Can you reproduce the stretch of data from the line containing "baseball jersey as" through the end of the data, requests included, and shift every answer point by adding 20 to each of its coordinates? Leave all other numbers unchanged.

* STORED ROWS *
------------

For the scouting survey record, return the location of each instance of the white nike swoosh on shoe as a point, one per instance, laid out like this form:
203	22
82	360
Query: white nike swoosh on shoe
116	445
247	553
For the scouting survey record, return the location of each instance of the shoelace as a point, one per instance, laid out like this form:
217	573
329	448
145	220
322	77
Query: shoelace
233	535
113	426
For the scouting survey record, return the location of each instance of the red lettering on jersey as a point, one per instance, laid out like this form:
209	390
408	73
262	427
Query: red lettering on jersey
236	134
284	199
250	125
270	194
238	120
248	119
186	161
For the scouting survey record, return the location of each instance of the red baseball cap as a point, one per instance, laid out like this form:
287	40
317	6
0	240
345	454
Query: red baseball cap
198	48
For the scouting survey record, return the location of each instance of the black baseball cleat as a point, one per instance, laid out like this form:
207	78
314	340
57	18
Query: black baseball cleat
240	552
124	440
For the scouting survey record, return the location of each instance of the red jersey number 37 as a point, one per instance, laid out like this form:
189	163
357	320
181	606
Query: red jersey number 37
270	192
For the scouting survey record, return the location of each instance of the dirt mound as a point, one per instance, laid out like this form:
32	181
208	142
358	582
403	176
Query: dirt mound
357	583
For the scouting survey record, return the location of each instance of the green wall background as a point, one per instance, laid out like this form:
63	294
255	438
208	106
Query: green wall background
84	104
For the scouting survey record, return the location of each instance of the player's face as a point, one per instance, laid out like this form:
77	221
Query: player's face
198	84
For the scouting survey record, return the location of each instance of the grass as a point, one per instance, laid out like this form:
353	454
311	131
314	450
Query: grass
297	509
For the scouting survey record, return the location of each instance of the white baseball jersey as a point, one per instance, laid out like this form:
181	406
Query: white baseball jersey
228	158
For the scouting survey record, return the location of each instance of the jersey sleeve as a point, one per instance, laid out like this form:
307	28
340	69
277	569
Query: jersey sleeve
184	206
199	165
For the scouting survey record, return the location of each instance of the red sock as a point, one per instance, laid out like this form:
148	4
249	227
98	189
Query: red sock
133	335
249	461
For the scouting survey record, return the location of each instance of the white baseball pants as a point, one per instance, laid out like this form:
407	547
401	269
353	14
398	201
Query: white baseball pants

------------

* RESPONSE TO THE EXERCISE *
For the scouting survey record, return the location of each instance of the white baseball jersey as a point, one per instance, laid out like this form:
181	406
Query: white baseball jersey
248	178
For the scouting survey record, return the location of each instance of the jersey sleeve as a point, one per instance, laid out like this form:
307	28
340	69
277	569
Query: jersey sleeve
204	226
219	185
For the scouting survey record, return the location of each instance of the red sock as a point, one per instance, laid out like this form:
148	4
249	227
98	189
Query: red sock
153	355
269	481
For the scouting survey record, return the location of each instance of the white baseball pants as a point, one per instance, laid out like this form:
407	547
401	269
353	14
398	201
Query: white baseball pants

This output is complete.